▸ **EXERCISE PROMPT**:
Reproduce the lines below word for word, starting with the line that contains "Practice step: point at the sky" and continuing through the final line, both included.
********
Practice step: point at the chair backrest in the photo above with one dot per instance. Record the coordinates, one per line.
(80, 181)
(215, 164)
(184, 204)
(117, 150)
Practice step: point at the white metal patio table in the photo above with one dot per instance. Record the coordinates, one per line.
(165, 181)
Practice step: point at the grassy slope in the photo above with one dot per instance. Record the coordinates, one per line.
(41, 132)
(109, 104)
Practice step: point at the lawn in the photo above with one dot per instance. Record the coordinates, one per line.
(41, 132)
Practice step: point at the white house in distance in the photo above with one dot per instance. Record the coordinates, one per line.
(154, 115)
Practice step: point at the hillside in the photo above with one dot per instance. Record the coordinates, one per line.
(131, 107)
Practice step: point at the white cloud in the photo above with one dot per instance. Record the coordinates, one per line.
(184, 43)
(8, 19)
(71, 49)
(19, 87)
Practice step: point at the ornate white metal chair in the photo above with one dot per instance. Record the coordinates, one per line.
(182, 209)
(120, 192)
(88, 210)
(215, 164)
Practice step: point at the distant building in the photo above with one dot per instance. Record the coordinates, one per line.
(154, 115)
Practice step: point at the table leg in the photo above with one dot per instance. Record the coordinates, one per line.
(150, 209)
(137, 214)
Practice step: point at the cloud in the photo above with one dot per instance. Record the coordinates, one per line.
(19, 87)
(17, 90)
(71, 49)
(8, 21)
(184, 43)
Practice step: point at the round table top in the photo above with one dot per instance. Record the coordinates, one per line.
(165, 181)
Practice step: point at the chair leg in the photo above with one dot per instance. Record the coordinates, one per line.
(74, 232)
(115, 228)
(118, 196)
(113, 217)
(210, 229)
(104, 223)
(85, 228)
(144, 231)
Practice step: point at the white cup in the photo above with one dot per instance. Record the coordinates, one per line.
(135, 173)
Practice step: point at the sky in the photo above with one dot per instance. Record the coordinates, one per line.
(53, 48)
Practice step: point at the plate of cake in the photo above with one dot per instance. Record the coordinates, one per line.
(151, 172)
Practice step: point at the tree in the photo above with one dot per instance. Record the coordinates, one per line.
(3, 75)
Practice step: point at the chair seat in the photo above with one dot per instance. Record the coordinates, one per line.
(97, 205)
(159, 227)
********
▸ **TASK RESULT**:
Practice step: point at the sky in the photo above with one dot per instance. Record the coordinates, one per line.
(53, 48)
Practice step: point at the plate of cake in the photo above with one dot per instance. Record the coordinates, one per line.
(151, 172)
Practice step: point at the tree in the photo above with one dot per instance. Record the coordinates, one per line.
(3, 75)
Practice step: point at the chair seat in the photo above with one dot per instance. Record the coordinates, one per line.
(97, 205)
(159, 227)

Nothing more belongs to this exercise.